------ TEXT PASSAGE

As a VP of sales at early stage SaaS companies, what’s your best advice for reducing churn rate?

A few things that always work to drive down churn in the early days — and later:

  1. Make sure you have a strong Head of Customer Success … whose #1 goal is reducing churn. Too many early stage VPs of Sales don’t have a strong “wing person” running customer success. Go help the founders make the hire if there isn’t one. And importantly — resist the urge to have this Head of CS own upsells. That may seem to help you, but it will lead to a de-focusing on driving down churn.   More here.
  2. Go visit all your top customers in person, even once a quarter if you can. Far fewer customers churn if you visit them in person.  We’ve been saying this on SaaStr for 10+ years (!), and yet I see fewer and fewer sales execs flying to meet customers.  Yes, it was tough in 2020.  It’s not tough today.  More here.
  3. Read your team’s emails and listen to their calls. If you don’t, they’ll often say things that are just plain wrong. And lead to unnecessary churn.  More here.
  4. Put together a strong onboarding team. And drive up your activation rates and time-to-value. Try to get every single customer to fully be on-board within 30 days in general — or much faster for many apps. If they are slow to use you, they may never really use you. And they’ll be much more likely to churn.  More here.

------------
------ INPUT DATA

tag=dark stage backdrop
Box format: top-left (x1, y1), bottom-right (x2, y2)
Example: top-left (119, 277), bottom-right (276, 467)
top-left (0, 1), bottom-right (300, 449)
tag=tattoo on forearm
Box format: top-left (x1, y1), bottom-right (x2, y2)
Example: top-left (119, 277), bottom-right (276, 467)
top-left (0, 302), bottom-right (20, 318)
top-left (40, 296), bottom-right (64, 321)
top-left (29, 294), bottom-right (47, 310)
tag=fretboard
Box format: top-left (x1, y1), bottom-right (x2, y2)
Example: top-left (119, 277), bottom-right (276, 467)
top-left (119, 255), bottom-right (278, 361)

------------
------ INPUT DATA

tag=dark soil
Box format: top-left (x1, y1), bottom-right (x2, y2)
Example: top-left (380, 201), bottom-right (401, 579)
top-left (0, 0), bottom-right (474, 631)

------------

» LIST OF TASKS:
1. Using the text on reducing churn, answer these:
(a) What should be the number one goal of the Head of Customer Success?
(b) How often does the text suggest visiting top customers in person, if possible?
(c) Within how many days should every customer generally be fully onboarded?
2. From the rows, copy out the lines between the line holding "tag=dark soil" and the line holding "top-left (0, 0), bottom-right (474, 631)", inclusive, without any changes.

» CORRECT ANSWERS:
1.
(a) Reducing churn.
(b) Once a quarter.
(c) Within 30 days.

2.
tag=dark soil
Box format: top-left (x1, y1), bottom-right (x2, y2)
Example: top-left (380, 201), bottom-right (401, 579)
top-left (0, 0), bottom-right (474, 631)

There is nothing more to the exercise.